It’s one thing to promote a vague sense that the world doesn’t have long to live, but some of the more ambitious doomsayers have been rash enough to set an actual date for the event. This is tricky business; you want to set a date that’s close enough to scare the bejesus out of people who have a good credit rating, but not so close that you’ll eventually be exposed and maybe jailed for fraud.
Even the longest-term projections, however, must eventually come to pass, and the world’s persistent failure to die counts as negative data on the reliability of such predictions. Here are a few highlights from this ancient industry.
Religious Visions of the End
Any discussion of doomsday prophecies must begin with various religious attempts to foresee the end. While it would be wrong to use cranks and eccentrics to paint all religions with a broad brush, the fact that these beliefs are inherently irrefutable creates a wide field for frauds to make things up as they go along.
One of the earliest End Times prophecies we have detailed accounts of came from the Essenes, a Jewish sect active in the first century AD. The Essenes predicted the advent of Zion, going so far as to mint coins announcing the event, sometime between 66 and 70 AD. Of course, they were at war with the Roman Empire at the time, so in a sense the world did end – for them.

[Excerpted records]
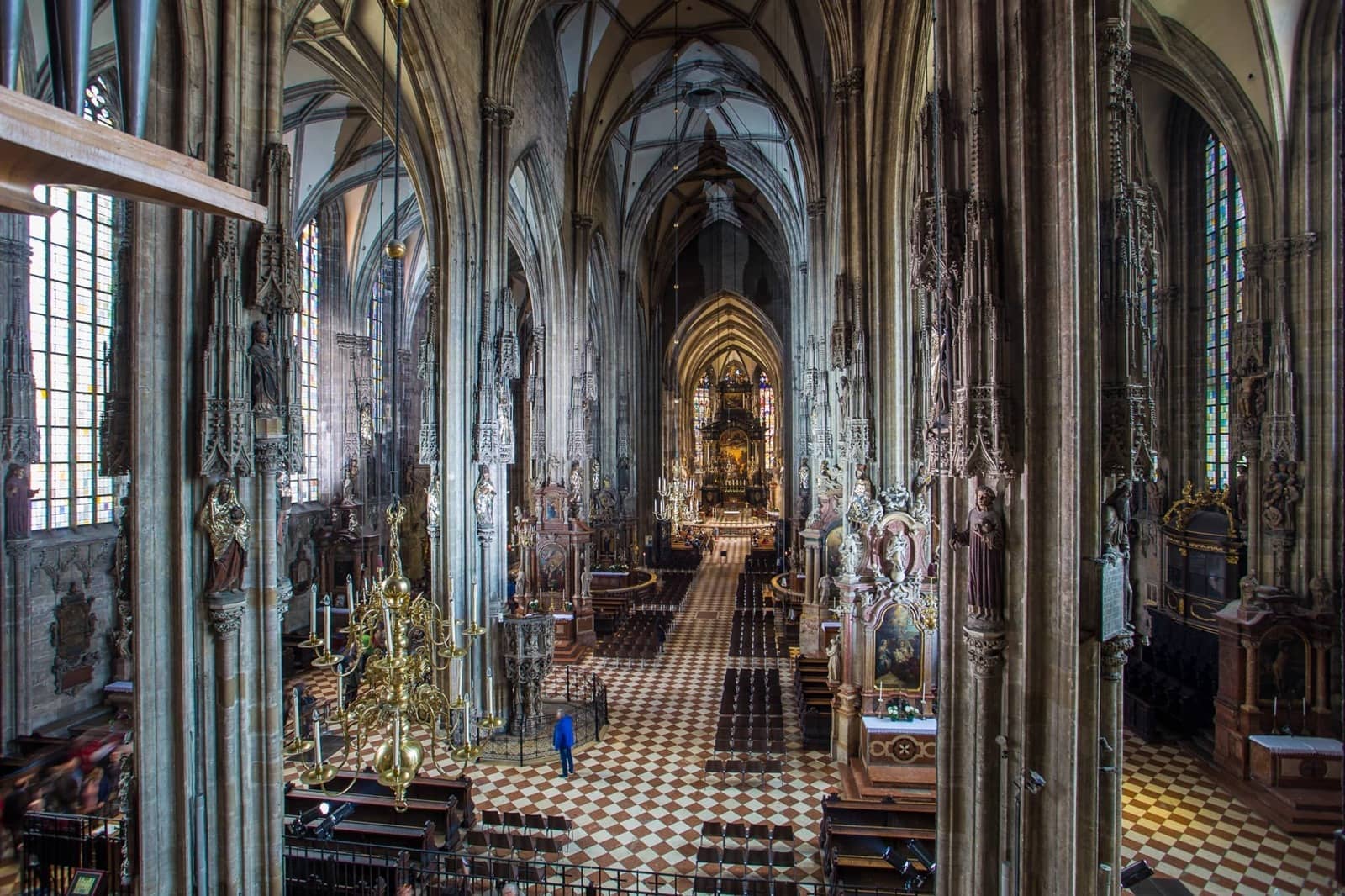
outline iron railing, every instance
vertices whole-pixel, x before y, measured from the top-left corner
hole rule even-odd
[[[105,872],[108,896],[130,896],[126,825],[93,815],[24,815],[20,893],[63,893],[79,869]]]
[[[339,831],[338,831],[339,833]],[[527,896],[609,893],[737,893],[741,896],[894,896],[901,889],[857,889],[783,874],[672,874],[647,869],[503,858],[477,853],[398,850],[342,841],[285,838],[286,896],[463,896],[495,893],[514,883]]]
[[[594,673],[565,667],[565,675],[551,675],[542,682],[543,724],[531,731],[510,732],[508,728],[482,740],[482,759],[486,761],[516,761],[519,764],[558,756],[551,745],[550,718],[564,709],[574,722],[574,744],[603,739],[608,724],[607,683]]]

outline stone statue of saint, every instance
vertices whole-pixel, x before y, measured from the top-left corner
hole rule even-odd
[[[476,491],[472,492],[472,505],[476,507],[476,527],[495,527],[495,483],[491,482],[491,468],[482,464],[482,475],[476,480]]]
[[[858,576],[859,564],[863,562],[863,546],[859,544],[859,533],[851,531],[841,539],[841,574]]]
[[[227,479],[206,492],[206,506],[200,510],[200,527],[210,538],[210,580],[206,593],[237,591],[243,584],[247,568],[247,535],[252,525],[247,511],[238,503],[238,494]]]
[[[425,486],[425,530],[438,531],[438,472],[429,478],[429,484]]]
[[[1003,619],[1003,553],[1005,523],[995,510],[995,490],[976,488],[976,509],[967,517],[967,527],[952,534],[955,544],[970,549],[967,612],[972,619]]]
[[[888,538],[884,557],[888,560],[888,578],[901,584],[907,580],[907,568],[911,565],[911,537],[902,529],[892,533]]]
[[[280,409],[280,358],[265,320],[253,324],[253,344],[247,357],[253,367],[253,412],[274,416]]]
[[[28,468],[9,464],[4,478],[4,534],[5,538],[27,538],[32,530],[32,505],[36,488],[28,488]]]

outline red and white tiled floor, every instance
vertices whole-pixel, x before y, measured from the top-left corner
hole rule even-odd
[[[784,779],[740,787],[701,776],[713,753],[725,667],[761,662],[728,657],[733,591],[746,552],[745,541],[728,544],[728,562],[707,560],[693,583],[656,663],[617,669],[585,662],[608,683],[612,725],[601,743],[576,755],[576,776],[560,779],[555,764],[479,764],[471,772],[479,806],[569,817],[576,826],[569,861],[678,873],[695,872],[705,819],[792,823],[799,853],[794,876],[820,879],[819,802],[839,778],[829,756],[799,748],[784,661]],[[447,760],[429,771],[457,774]],[[1202,896],[1338,892],[1330,884],[1329,841],[1271,827],[1181,747],[1128,740],[1123,787],[1127,862],[1145,858]],[[0,864],[0,896],[17,891],[15,865]]]
[[[1290,837],[1251,813],[1173,744],[1126,741],[1122,858],[1147,860],[1201,896],[1340,892],[1325,838]]]

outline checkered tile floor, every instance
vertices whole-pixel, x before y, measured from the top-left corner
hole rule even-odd
[[[736,778],[702,780],[714,756],[720,694],[728,666],[773,666],[776,661],[729,658],[733,592],[746,539],[724,539],[726,560],[710,558],[693,583],[664,654],[648,667],[620,667],[589,658],[608,683],[612,724],[601,743],[576,752],[576,775],[562,780],[557,764],[487,766],[471,770],[482,809],[560,814],[574,823],[577,864],[695,873],[701,822],[709,819],[792,823],[796,880],[822,880],[818,862],[820,800],[839,776],[826,753],[803,751],[792,689],[783,689],[785,775],[763,786]],[[781,678],[792,673],[780,661]],[[370,747],[369,749],[373,749]],[[426,770],[433,774],[433,770]],[[457,774],[447,761],[438,771]]]
[[[1204,763],[1173,744],[1126,740],[1124,862],[1147,860],[1201,896],[1334,891],[1329,839],[1289,837],[1216,784]]]

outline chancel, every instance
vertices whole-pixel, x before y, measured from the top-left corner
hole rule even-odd
[[[0,0],[0,893],[1345,888],[1342,44]]]

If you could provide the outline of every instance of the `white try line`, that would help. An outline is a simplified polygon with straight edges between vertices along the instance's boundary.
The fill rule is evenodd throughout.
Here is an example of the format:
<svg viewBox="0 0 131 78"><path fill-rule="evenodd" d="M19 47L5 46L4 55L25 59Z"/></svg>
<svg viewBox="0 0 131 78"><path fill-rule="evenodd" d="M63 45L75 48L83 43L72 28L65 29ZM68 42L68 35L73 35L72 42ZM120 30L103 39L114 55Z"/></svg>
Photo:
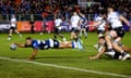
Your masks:
<svg viewBox="0 0 131 78"><path fill-rule="evenodd" d="M114 73L96 72L96 70L82 69L82 68L76 68L76 67L60 66L60 65L55 65L55 64L45 64L45 63L38 63L38 62L33 62L33 61L16 60L16 58L1 57L1 56L0 56L0 58L7 60L7 61L13 61L13 62L23 62L23 63L29 63L29 64L35 64L35 65L50 66L50 67L57 67L57 68L63 68L63 69L72 69L72 70L79 70L79 72L84 72L84 73L92 73L92 74L97 74L97 75L131 78L131 76L114 74Z"/></svg>

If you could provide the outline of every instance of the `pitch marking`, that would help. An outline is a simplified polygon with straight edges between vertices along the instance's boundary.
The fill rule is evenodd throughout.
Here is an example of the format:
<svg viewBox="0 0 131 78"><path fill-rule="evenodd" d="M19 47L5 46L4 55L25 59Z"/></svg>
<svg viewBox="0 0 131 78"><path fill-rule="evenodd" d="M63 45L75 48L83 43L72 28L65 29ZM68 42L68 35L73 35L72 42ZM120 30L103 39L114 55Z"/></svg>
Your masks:
<svg viewBox="0 0 131 78"><path fill-rule="evenodd" d="M84 73L92 73L92 74L97 74L97 75L107 75L107 76L121 77L121 78L131 78L131 76L114 74L114 73L82 69L82 68L76 68L76 67L60 66L60 65L55 65L55 64L45 64L45 63L38 63L38 62L33 62L33 61L16 60L16 58L1 57L1 56L0 56L0 58L7 60L7 61L13 61L13 62L23 62L23 63L29 63L29 64L35 64L35 65L43 65L43 66L50 66L50 67L57 67L57 68L63 68L63 69L79 70L79 72L84 72Z"/></svg>

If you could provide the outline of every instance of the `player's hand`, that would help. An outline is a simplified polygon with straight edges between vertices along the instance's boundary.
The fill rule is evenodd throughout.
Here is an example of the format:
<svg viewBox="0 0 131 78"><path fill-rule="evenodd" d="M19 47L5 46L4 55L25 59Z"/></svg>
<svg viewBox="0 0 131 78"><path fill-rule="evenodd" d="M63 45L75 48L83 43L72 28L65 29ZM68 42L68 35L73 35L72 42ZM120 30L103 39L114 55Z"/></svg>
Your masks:
<svg viewBox="0 0 131 78"><path fill-rule="evenodd" d="M130 26L130 29L129 29L129 30L130 30L130 32L131 32L131 26Z"/></svg>
<svg viewBox="0 0 131 78"><path fill-rule="evenodd" d="M98 57L96 57L96 56L90 56L88 58L90 60L97 60Z"/></svg>

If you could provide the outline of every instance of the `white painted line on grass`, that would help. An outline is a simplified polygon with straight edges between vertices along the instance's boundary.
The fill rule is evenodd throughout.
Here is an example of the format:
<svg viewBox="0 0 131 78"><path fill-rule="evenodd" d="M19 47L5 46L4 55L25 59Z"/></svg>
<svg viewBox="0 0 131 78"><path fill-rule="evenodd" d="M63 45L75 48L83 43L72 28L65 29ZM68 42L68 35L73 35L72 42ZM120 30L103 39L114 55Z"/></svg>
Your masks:
<svg viewBox="0 0 131 78"><path fill-rule="evenodd" d="M107 76L121 77L121 78L131 78L131 76L114 74L114 73L105 73L105 72L82 69L82 68L76 68L76 67L60 66L60 65L55 65L55 64L45 64L45 63L38 63L38 62L33 62L33 61L16 60L16 58L1 57L1 56L0 56L0 58L1 60L13 61L13 62L23 62L23 63L29 63L29 64L35 64L35 65L51 66L51 67L63 68L63 69L72 69L72 70L92 73L92 74L97 74L97 75L107 75Z"/></svg>

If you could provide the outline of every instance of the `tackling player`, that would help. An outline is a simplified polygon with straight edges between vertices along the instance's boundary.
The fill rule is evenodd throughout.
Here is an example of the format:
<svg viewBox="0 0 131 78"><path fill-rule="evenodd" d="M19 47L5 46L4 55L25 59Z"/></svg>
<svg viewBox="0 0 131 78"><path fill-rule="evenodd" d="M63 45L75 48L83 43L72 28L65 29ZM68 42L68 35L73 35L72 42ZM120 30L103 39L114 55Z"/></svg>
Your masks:
<svg viewBox="0 0 131 78"><path fill-rule="evenodd" d="M94 56L90 56L90 60L98 60L103 54L108 55L112 58L121 60L121 61L131 58L129 53L127 53L128 55L124 55L124 56L120 53L120 49L123 49L124 52L131 52L131 48L127 48L121 43L117 43L116 46L114 46L114 52L108 52L105 37L99 37L98 43L99 43L99 47L97 49L98 53Z"/></svg>
<svg viewBox="0 0 131 78"><path fill-rule="evenodd" d="M13 31L15 31L17 35L20 35L20 37L22 37L22 35L16 30L16 18L15 18L15 15L11 16L11 21L10 22L11 22L11 25L10 25L10 31L9 31L8 40L11 40Z"/></svg>
<svg viewBox="0 0 131 78"><path fill-rule="evenodd" d="M131 27L130 23L124 18L122 15L118 14L114 11L112 6L108 6L107 9L108 15L107 21L110 24L111 30L106 35L106 42L108 47L108 51L111 52L112 50L112 40L115 39L114 43L118 43L121 41L122 37L124 36L124 30L122 27L122 22L124 22L128 26ZM123 50L121 50L122 55L127 55Z"/></svg>
<svg viewBox="0 0 131 78"><path fill-rule="evenodd" d="M84 32L85 39L87 38L87 31L86 31L86 26L87 26L87 20L84 14L80 13L81 20L80 20L80 37L82 37L82 34Z"/></svg>
<svg viewBox="0 0 131 78"><path fill-rule="evenodd" d="M35 40L31 37L27 37L25 39L25 43L13 43L14 46L19 48L33 48L33 53L29 56L29 60L35 58L38 50L47 50L47 49L83 49L83 46L81 43L81 40L78 41L63 41L59 42L55 39L47 39L47 40Z"/></svg>
<svg viewBox="0 0 131 78"><path fill-rule="evenodd" d="M62 20L59 16L57 16L55 18L55 39L57 39L57 36L59 36L64 41L66 38L62 35L60 35L61 24L62 24Z"/></svg>
<svg viewBox="0 0 131 78"><path fill-rule="evenodd" d="M71 16L70 23L71 23L71 40L74 40L78 38L79 34L79 23L81 17L78 15L76 12L73 12L73 15Z"/></svg>

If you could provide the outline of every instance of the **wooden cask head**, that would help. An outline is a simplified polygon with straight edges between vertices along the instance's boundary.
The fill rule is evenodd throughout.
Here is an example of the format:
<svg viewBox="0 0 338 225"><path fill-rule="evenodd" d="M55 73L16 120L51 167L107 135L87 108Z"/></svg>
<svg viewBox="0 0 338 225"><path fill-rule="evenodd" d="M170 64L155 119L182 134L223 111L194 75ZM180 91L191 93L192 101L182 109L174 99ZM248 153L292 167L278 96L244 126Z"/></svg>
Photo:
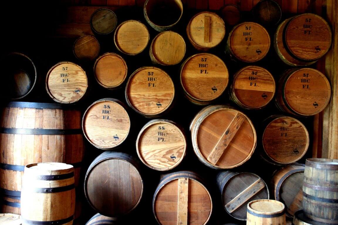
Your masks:
<svg viewBox="0 0 338 225"><path fill-rule="evenodd" d="M181 84L186 96L196 104L208 104L220 96L228 85L229 74L223 61L214 55L200 53L182 64Z"/></svg>
<svg viewBox="0 0 338 225"><path fill-rule="evenodd" d="M248 66L235 74L231 90L232 100L239 106L244 109L259 109L272 100L276 84L267 70Z"/></svg>
<svg viewBox="0 0 338 225"><path fill-rule="evenodd" d="M288 50L301 60L317 60L331 46L331 29L324 19L315 14L306 13L293 17L285 32Z"/></svg>
<svg viewBox="0 0 338 225"><path fill-rule="evenodd" d="M207 51L221 43L225 26L221 17L214 12L202 12L195 15L187 27L189 40L198 50Z"/></svg>
<svg viewBox="0 0 338 225"><path fill-rule="evenodd" d="M115 31L114 42L119 51L134 55L147 47L150 38L147 27L140 21L128 20L118 26Z"/></svg>
<svg viewBox="0 0 338 225"><path fill-rule="evenodd" d="M178 33L169 31L156 35L151 42L149 54L153 63L170 65L180 62L185 53L184 39Z"/></svg>
<svg viewBox="0 0 338 225"><path fill-rule="evenodd" d="M123 58L115 53L100 56L94 64L95 79L100 85L108 89L121 86L127 77L127 64Z"/></svg>
<svg viewBox="0 0 338 225"><path fill-rule="evenodd" d="M227 47L231 55L241 61L254 62L264 58L270 47L267 31L256 23L238 24L229 34Z"/></svg>
<svg viewBox="0 0 338 225"><path fill-rule="evenodd" d="M172 103L174 83L168 74L161 69L142 67L129 78L125 96L128 105L138 113L147 117L159 116Z"/></svg>
<svg viewBox="0 0 338 225"><path fill-rule="evenodd" d="M118 146L125 141L130 129L130 119L122 103L102 99L88 107L82 119L82 129L87 140L103 150Z"/></svg>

[Given request] Reproduce the passage on doomsday predictions word for word, from start to finish. The items are not needed for anything here.

[Solution for this task]
It’s one thing to promote a vague sense that the world doesn’t have long to live, but some of the more ambitious doomsayers have been rash enough to set an actual date for the event. This is tricky business; you want to set a date that’s close enough to scare the bejesus out of people who have a good credit rating, but not so close that you’ll eventually be exposed and maybe jailed for fraud.
Even the longest-term projections, however, must eventually come to pass, and the world’s persistent failure to die counts as negative data on the reliability of such predictions. Here are a few highlights from this ancient industry.
Religious Visions of the End
Any discussion of doomsday prophecies must begin with various religious attempts to foresee the end. While it would be wrong to use cranks and eccentrics to paint all religions with a broad brush, the fact that these beliefs are inherently irrefutable creates a wide field for frauds to make things up as they go along.
One of the earliest End Times prophecies we have detailed accounts of came from the Essenes, a Jewish sect active in the first century AD. The Essenes predicted the advent of Zion, going so far as to mint coins announcing the event, sometime between 66 and 70 AD. Of course, they were at war with the Roman Empire at the time, so in a sense the world did end – for them.